Point labeling examples:
━━━━━━━━━━━━━━━━━━━━━━━━━━━━━━
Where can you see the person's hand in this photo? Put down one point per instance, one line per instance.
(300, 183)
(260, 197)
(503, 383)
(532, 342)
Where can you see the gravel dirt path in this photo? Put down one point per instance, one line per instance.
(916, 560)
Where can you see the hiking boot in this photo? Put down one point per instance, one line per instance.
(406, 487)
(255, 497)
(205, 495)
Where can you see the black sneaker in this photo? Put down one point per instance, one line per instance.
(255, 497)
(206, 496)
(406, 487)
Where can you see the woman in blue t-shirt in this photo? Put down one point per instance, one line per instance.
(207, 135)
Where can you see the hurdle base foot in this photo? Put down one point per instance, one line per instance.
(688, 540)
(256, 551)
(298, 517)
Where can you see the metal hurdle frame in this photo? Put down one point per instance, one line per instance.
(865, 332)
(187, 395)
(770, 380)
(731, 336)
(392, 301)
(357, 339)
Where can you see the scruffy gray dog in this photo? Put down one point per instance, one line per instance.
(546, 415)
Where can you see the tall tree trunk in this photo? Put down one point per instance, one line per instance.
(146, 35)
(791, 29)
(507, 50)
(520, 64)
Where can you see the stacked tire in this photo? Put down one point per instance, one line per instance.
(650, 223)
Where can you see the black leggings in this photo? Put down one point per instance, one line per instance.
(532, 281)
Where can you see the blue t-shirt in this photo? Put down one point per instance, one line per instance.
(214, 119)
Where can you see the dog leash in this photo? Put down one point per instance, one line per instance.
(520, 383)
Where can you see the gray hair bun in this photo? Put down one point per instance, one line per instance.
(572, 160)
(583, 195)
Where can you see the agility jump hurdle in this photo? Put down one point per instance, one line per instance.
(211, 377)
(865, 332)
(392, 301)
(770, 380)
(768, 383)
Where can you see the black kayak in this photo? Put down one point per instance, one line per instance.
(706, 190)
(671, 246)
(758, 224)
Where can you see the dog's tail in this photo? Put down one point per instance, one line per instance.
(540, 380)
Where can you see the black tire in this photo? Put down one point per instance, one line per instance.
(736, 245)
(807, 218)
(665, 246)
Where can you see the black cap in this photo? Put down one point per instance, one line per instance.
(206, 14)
━━━━━━━━━━━━━━━━━━━━━━━━━━━━━━
§ **WHAT THIS TASK INVOLVES**
Give back exactly the lines from the one containing "Where can you see the tall" to the end of the material, both ends included.

§ **TASK SOLUTION**
Where can you see the tall tree trunk in this photo? Put down one point per instance, one line per instance.
(146, 35)
(791, 29)
(507, 50)
(520, 64)
Where can you see the stacked tire in this photo? Put down one point per instance, one line per instance.
(650, 223)
Where can you see the black leggings in this photo? Put down one point per instance, one line per instance.
(532, 281)
Where can you see the blue t-shirt in this photo? Put down one point per instance, one line per instance.
(214, 119)
Where can you see the dog leash in this photo? Put down one point per instance, one line per instance.
(520, 383)
Where can you see the gray hair bun in this photo? Put down one point per instance, one line per instance.
(572, 160)
(583, 195)
Where can you see the agility jump hurdle in this photo? Put down one point per instance, one line per instance.
(211, 377)
(865, 332)
(392, 301)
(770, 380)
(768, 383)
Where can you see the black kayak in this photo? Put down one point per instance, one line per instance.
(706, 190)
(671, 246)
(758, 224)
Where can you see the dog's tail in this photo? Put down one point per instance, one line per instance.
(540, 380)
Where can you see the black tire in this photo? Put down one point per instance, one line per instance.
(736, 245)
(807, 218)
(665, 246)
Where can you see the black cap in this photo? Put down one point per instance, one line per instance.
(206, 14)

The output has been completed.